What to work on:
- 1) List every place that the text on property deals names as one whose proximity should be weighed when evaluating a location.
- 2) Continue the text on property deals and homebuyer research from where it ends.

Document text:
# # # # #

The builders are also offering freebies ranging from free modular kitchen, LCD, free second car parking, iPhone, car, gold coin, free club membership, power backup, cash discount, foreign trip and more. Many are offering to pay registration and stamp duty charges. This is apart from the waiver of goods and services tax or GST.

Do Basic Research

In order to get a good deal, do some research on your own so that you are in a better position to bargain with the seller. Once you have finalised the location after evaluating it on parameters such as infrastructure around the area, proximity to schools, hospitals, airport and your job location, etc, start collecting information about projects in the area. There are several online property portals that can come in handy for comparison of projects in the area.

"It is advisable for a customer to do extensive research about the developer's track record and the feasibility of the offer as per legal frameworks such as RERA. Some feedback from existing clients is always helpful. These precautionary steps can go a long way in protecting customers from any unpleasant experiences at a later stage," says Anshuman Magazine, Chairman and CEO, India, South East Asia, Middle East and Africa, CBRE.

# # # # #

Extracted material:
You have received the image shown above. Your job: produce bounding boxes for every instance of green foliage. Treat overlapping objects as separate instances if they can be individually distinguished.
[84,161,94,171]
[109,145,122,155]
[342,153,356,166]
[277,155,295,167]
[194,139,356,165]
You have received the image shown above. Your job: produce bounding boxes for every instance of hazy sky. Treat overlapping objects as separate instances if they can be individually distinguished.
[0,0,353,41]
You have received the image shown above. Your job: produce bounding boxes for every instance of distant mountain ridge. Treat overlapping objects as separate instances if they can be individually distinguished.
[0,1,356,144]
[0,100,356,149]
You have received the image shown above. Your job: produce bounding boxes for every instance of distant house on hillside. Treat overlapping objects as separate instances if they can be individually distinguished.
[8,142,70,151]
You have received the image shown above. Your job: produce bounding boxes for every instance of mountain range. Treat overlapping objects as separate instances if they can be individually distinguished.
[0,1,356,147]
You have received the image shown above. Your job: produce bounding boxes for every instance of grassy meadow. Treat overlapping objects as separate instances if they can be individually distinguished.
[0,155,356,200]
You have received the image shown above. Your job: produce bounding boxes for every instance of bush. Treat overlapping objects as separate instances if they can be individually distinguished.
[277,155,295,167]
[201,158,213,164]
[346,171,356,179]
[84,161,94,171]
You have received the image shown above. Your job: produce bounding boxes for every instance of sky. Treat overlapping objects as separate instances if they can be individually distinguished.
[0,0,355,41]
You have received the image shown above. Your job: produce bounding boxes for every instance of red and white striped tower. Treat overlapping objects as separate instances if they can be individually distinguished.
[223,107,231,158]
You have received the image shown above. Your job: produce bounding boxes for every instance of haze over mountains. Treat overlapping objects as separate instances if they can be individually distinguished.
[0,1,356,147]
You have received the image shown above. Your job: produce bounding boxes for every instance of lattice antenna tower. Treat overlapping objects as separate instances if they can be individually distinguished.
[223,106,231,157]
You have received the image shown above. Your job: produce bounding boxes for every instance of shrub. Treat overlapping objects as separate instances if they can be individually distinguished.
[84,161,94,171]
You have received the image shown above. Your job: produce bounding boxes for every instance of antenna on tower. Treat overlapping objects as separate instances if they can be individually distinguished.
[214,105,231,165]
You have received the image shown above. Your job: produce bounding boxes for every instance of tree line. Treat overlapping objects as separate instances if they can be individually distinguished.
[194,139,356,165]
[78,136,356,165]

# # # # #

Task-by-task answers:
- 1)
Schools
Hospitals
Airport
Job location

- 2)
When you are not sure about completion date or whether the builder can be trusted, go for a ready-to-move house. "Buyers now prefer ready-to-move assets or assets nearing completion (in under six months) wherein the apartment can be booked by paying a small amount (up to 30 per cent cost) and the residual payment is linked to possession. This limits buyers' risk in case of non-delivery or construction delays," says Ashutosh Kashyap, Associate Director, Valuation & Advisory Services at Colliers International India.

After you have zeroed in on a few projects, visit those to see at what stage the project is. "Sometimes, developers say the project is ready and has part-occupancy certificate but if one visits the site, one would find that a lot of internal work is yet to be completed, which may take another six to 12 months. So, a buyer must visit the site before finalising the deal," says Pankaj Kapoor, MD, Liases Foras.

Price Comparison

To evaluate the deal, compare prices with similar projects in the vicinity. This will help you understand whether the developer is offering a real discount or has jacked up the price and offering a discount on that. "As part of marketing campaigns, developers offer foreign trips, cars or gold coins. At times, there are even bigger offers on the basis of 'lucky draws'. More often than not, such offers have been observed to be nothing more than marketing gimmicks with limited substance. Besides, the monetary value of such offers is a very small percentage of the deal value," says Ashutosh Kashyap of Colliers.

Also, be wary of frivolous offers. Some developers are offering GST waiver. However, if a project is ready to move, no GST is levied on it. GST is levied only on under-construction projects. Therefore, homebuyers should avoid such offers.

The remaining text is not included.